### The input ###
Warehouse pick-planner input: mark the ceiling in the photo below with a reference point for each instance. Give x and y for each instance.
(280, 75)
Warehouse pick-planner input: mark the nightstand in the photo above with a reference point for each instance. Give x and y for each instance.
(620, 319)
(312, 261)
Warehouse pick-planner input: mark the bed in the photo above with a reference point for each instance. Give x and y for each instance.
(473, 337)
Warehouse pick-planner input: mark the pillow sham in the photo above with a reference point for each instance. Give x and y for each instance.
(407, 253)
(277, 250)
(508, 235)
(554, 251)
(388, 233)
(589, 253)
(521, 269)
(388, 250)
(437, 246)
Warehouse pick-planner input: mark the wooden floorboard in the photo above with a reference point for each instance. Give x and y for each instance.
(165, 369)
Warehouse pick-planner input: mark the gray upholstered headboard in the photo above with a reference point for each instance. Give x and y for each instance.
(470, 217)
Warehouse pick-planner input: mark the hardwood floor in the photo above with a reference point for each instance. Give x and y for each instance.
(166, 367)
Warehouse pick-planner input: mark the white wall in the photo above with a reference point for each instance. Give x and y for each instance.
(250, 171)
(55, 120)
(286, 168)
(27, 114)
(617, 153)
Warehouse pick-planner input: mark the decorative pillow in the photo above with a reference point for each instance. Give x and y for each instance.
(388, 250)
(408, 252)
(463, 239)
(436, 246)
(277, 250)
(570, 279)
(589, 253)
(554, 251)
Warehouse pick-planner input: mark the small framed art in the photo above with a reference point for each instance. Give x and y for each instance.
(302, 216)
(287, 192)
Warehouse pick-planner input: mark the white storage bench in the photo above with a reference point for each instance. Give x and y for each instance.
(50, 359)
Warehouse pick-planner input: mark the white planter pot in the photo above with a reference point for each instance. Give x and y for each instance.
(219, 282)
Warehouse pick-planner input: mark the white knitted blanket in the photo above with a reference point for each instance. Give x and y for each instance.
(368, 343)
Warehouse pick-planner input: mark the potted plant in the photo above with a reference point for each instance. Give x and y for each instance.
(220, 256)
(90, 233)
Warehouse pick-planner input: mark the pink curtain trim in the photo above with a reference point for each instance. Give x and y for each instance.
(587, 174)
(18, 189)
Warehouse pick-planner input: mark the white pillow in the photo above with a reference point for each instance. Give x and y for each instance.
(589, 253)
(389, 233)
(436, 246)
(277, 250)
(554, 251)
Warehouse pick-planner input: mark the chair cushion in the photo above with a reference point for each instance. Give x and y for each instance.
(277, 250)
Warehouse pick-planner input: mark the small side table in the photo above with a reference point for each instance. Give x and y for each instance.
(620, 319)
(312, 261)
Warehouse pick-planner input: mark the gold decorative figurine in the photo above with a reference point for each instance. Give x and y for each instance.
###
> _Short problem_:
Return verbatim every line of the records from the line containing "Warehouse pick-planner input: mark the small side" through the last line of the records, inclusive.

> _Final answer_:
Warehouse pick-planner input: mark the small side table in the photo above with a reference point for each instance. Give x and y for each instance.
(620, 319)
(312, 261)
Warehouse pick-planner input: mark the gold decorative figurine in the photo above with a reference point for each instance. Give x and y for each instance.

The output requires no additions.